* _Work task A_
In the passage on love and addiction, what did Paul MacLean suggest substance abuse might be?
* _Work task B_
Pick up the passage on love and addiction after its final sentence and carry it forward by one paragraph.

* _Text segment_
>>

Addicted to Love?



The experience of being in love has been likened to an illness, an addiction, and even insanity. Certainly people can become as obsessed with other people as an addict does with drugs. Love and addiction share a loss of reason, an absence of self-control, and an obsessive longing that must be satisfied. Neuroscientist, Paul MacLean suggested that substance abuse might be an attempt to compensate for a lack of the satisfying biochemicals stimulated by positive relationships. Drug addicts may satisfy their need for intimacy by manipulating the biochemistry of bonding and attachment. Think of how drug-addicted individuals often become indifferent to other people.


We all have what is called an internalized mother, a network of visceral, somatic, and emotional memories of our earliest interactions with our mothers. These unconscious memories serve as the core of self-esteem, our ability to self-soothe, and the nature and quality of our adult relationships. This foundational relationship establishes the biological, behavioral, and psychological structure of our expectations about the world and hope for the future. This internalization process of early relationships is a central aspect of the consolidation of the self and our ability to cope with challenge, stress, and trauma.


Withdrawal, on the other hand, from those on whom a baby depends for biological stimulation and growth causes distress, pain, and anxiety. Face-to-face interactions activate the child’s sympathetic nervous system and increase oxygen consumption, energy metabolism, and gene expression. These higher levels of activation correlate with increased production of oxytocin, prolactin, endorphins, and dopamine: some of the same biochemical pathways involved in addiction. Early successful attachments set the stage for the social regulation of biological processes throughout life.

<<

* _Entries shown_
>>

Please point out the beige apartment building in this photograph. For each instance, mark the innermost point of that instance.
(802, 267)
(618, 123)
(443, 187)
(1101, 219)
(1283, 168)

<<

* _Reply A_
An attempt to compensate for a lack of the satisfying biochemicals stimulated by positive relationships.

* _Reply B_
Relationships and addictive drugs both modulate the levels of neurochemicals in our brains, making us feel everything from misery to ecstasy. Warm and happy feelings, the desire to hold, touch, and nurture, the pain of separation and the joy of reunion have neurochemical correlates driving these powerful emotions. Neuropeptieds (oxytocin, vasopressin and endorphins) mediate systems of intimate “close-up” caretaking, such as nursing, fondling and cooing, and they modulate pleasure, pain, attachment, and sexuality. The monoamines (dopamine, norepinephrine, and serotonin) regulate our energy, activity level, and sense of well-being; dopamine is a key neurotransmitter in human reward systems; norepinephrine modulates arousal and flight/fight reactions; and serotonin mediates mood, sense of safety, danger, despair, and joy. Their production and availability determine our background affect, our desire to form relationships, and our ability to cope with day-to-day stress.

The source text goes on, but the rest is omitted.